■ DIRECTIVE A:
Answer these questions about the Artemis I text, one per line:
(i) What date appears at the top of the text?
(ii) From which launch complex did Artemis I lift off?
(iii) What rocket carried Exploration Flight Test-1?
++++ READING TEXT ++++
Monday, January 23, 2023

The Stars My Destination: Artemis I Launch

Better Late than Never | Mea culpa, mea culpa, mea máxima culpa!
Destination Moon
16 November 2022: Artemis I lifted off from Florida's Kennedy Space Center's LC-39B, an uncrewed Orion capsule (Crew Module [C.M.] & European Service Module [E.S.M.]) atop a Space Launch System (S.L.S.) rocket. This was the first flight of the S.L.S. launch vehicle & the first flight of the combined C.M. & E.S.M. Orion spacecraft. Artemis I was the second flight of an Orion capsule, after 2014's Exploration Flight Test-1 atop a Delta IV Heavy rocket. This was the first time N.A.S.A. had launched a human-rated spacecraft beyond low Earth orbit since Apollo 17 in December 1972.
++++
■ DIRECTIVE B:
How many lines in the listing below contain the string "tree"? Give only the number.
++++ MATERIAL FOR THE TASK ++++
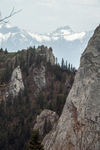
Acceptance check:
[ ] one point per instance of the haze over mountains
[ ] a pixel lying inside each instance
(66, 43)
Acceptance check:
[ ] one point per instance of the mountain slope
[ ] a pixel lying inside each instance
(66, 43)
(79, 125)
(30, 82)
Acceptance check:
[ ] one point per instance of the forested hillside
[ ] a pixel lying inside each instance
(30, 81)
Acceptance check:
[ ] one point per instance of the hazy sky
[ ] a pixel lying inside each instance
(46, 15)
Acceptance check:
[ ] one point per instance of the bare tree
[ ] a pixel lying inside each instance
(6, 18)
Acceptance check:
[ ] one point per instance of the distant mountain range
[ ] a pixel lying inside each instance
(66, 43)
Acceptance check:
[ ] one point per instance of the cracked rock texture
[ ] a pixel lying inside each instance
(45, 122)
(16, 83)
(79, 125)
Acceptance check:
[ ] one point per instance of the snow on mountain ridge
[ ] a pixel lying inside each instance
(66, 43)
(61, 33)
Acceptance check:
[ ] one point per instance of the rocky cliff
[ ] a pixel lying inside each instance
(79, 125)
(45, 122)
(36, 83)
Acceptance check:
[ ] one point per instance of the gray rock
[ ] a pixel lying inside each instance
(45, 122)
(79, 125)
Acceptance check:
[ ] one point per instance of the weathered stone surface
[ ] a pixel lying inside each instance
(45, 122)
(47, 53)
(79, 125)
(39, 78)
(16, 83)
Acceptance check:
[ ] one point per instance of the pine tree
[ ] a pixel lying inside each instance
(35, 143)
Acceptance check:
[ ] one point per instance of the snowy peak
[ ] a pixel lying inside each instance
(6, 28)
(66, 43)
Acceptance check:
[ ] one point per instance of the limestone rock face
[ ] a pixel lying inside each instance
(45, 122)
(39, 77)
(79, 125)
(16, 83)
(47, 53)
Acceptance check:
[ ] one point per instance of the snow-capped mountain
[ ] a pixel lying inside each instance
(65, 43)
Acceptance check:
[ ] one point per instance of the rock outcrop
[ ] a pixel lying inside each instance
(39, 78)
(45, 122)
(79, 125)
(16, 83)
(47, 53)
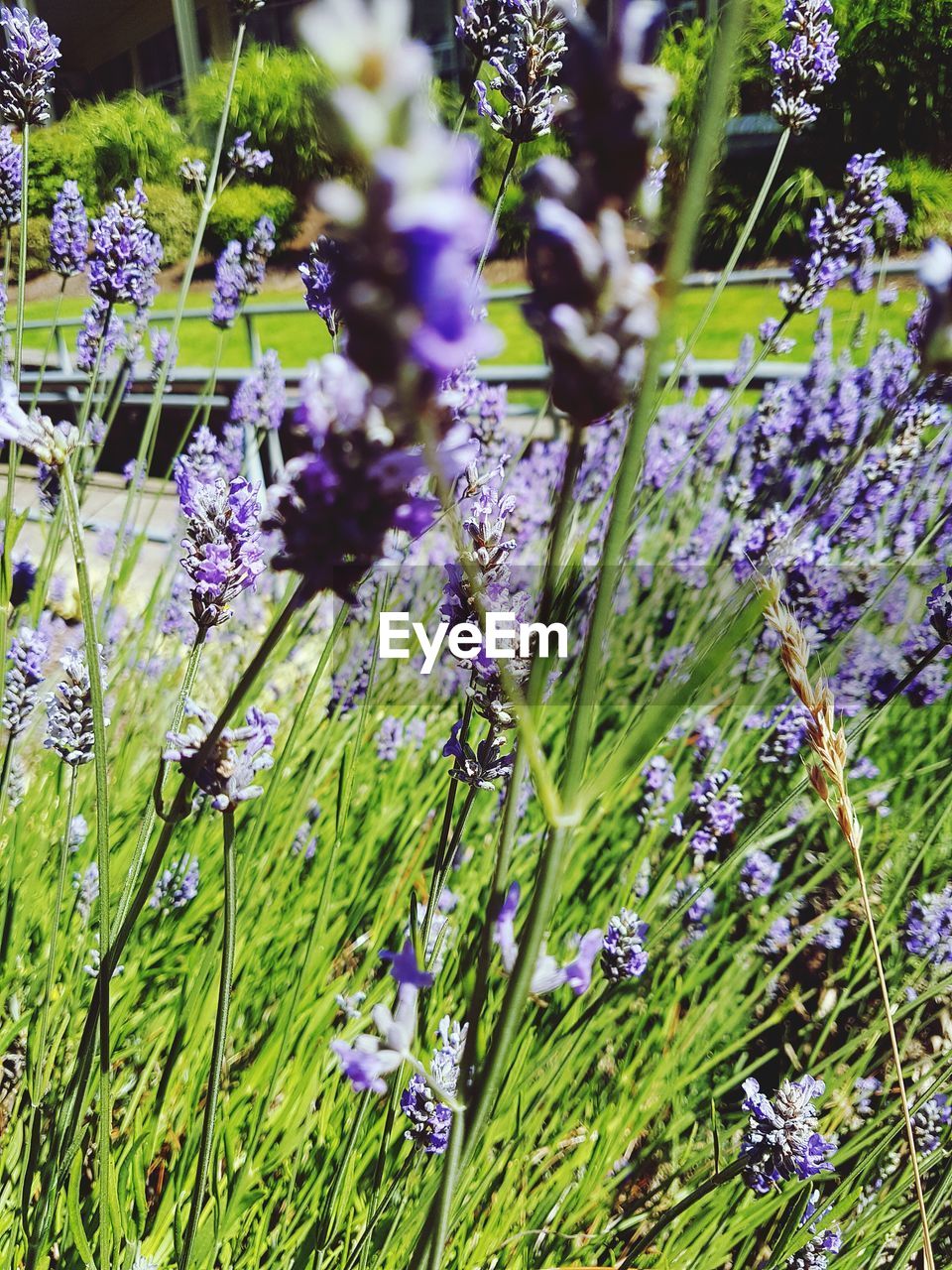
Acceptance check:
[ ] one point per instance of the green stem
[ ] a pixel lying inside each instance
(549, 867)
(54, 938)
(95, 693)
(221, 1026)
(767, 185)
(498, 207)
(148, 824)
++++
■ FULL RESPONSE A:
(i) Monday, January 23, 2023
(ii) LC-39B at Florida's Kennedy Space Center
(iii) A Delta IV Heavy

■ FULL RESPONSE B:
2